### Task directions
Each entry is to be transcribed exactly, with nothing added or dropped.

### Exercise inputs
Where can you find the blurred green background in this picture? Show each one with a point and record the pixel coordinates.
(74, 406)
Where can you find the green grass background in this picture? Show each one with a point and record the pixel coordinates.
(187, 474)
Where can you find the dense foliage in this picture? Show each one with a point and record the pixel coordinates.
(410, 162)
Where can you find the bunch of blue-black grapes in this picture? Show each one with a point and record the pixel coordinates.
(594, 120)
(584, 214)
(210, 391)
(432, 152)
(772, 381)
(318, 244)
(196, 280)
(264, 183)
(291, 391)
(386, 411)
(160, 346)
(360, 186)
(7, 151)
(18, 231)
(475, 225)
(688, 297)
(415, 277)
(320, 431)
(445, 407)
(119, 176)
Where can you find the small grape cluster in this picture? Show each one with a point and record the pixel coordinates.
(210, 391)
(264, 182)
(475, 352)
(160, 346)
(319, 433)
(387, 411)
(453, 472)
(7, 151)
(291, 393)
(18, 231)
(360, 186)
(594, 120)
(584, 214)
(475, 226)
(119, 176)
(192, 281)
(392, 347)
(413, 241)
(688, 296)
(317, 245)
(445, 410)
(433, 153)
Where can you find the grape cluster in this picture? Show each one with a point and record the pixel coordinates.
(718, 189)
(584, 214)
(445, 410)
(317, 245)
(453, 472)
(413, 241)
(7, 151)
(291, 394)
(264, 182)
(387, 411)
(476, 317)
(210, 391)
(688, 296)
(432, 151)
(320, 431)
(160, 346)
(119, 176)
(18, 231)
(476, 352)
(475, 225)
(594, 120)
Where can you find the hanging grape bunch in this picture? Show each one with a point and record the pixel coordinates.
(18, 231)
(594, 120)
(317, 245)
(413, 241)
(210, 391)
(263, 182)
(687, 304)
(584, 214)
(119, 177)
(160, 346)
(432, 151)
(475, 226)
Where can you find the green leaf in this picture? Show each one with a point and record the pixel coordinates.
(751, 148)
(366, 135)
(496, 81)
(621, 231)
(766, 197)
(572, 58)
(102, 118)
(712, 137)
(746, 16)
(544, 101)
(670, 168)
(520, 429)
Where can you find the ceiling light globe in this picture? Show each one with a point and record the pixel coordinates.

### Written answer
Where can you find the blurred green background in this picture? Show each one with a point and record the pixel coordinates.
(74, 406)
Where can you find the green grass background in this picture? Show each one with a point and record the pixel coordinates.
(187, 474)
Where can you find the dense foliage in this picture? Show each one with a point and record the pixel coordinates.
(410, 162)
Where can you find the bunch of blue-black grapes in this picture? Show each one with a point and record the pixel coordinates.
(594, 120)
(584, 214)
(210, 391)
(432, 152)
(772, 381)
(318, 244)
(196, 280)
(264, 183)
(291, 391)
(386, 411)
(160, 346)
(360, 186)
(7, 151)
(18, 231)
(475, 225)
(688, 297)
(415, 277)
(320, 431)
(445, 407)
(119, 176)
Where can you find the small grape cluster in this picture? Show each one with a point and record the pixel coordinates.
(210, 391)
(264, 182)
(475, 352)
(160, 346)
(319, 433)
(387, 411)
(453, 472)
(7, 151)
(291, 393)
(18, 231)
(360, 186)
(594, 120)
(584, 214)
(475, 226)
(119, 176)
(192, 281)
(392, 347)
(413, 241)
(688, 296)
(317, 245)
(445, 410)
(433, 153)
Where can you find the grape cluster in this picture? Show each one with a point and record the pixel coordinates.
(718, 189)
(584, 214)
(445, 410)
(317, 245)
(453, 472)
(413, 241)
(7, 151)
(291, 394)
(264, 182)
(387, 411)
(476, 317)
(210, 391)
(688, 296)
(432, 151)
(320, 431)
(160, 346)
(119, 176)
(18, 231)
(476, 352)
(475, 225)
(594, 120)
Where can you find the hanging grape bunch in this picture? Show each one with a point and record the pixel coordinates.
(18, 231)
(594, 120)
(317, 245)
(413, 241)
(210, 391)
(263, 182)
(687, 304)
(584, 214)
(119, 177)
(160, 346)
(432, 151)
(475, 226)
Where can you find the green leaf in this picture? Show each one with a point and record the pixel coordinates.
(751, 148)
(366, 135)
(496, 81)
(621, 231)
(766, 197)
(572, 58)
(102, 118)
(712, 137)
(746, 16)
(544, 101)
(670, 168)
(520, 429)
Where can you find the ceiling light globe in this picture? Show each one with a point and record the pixel coordinates.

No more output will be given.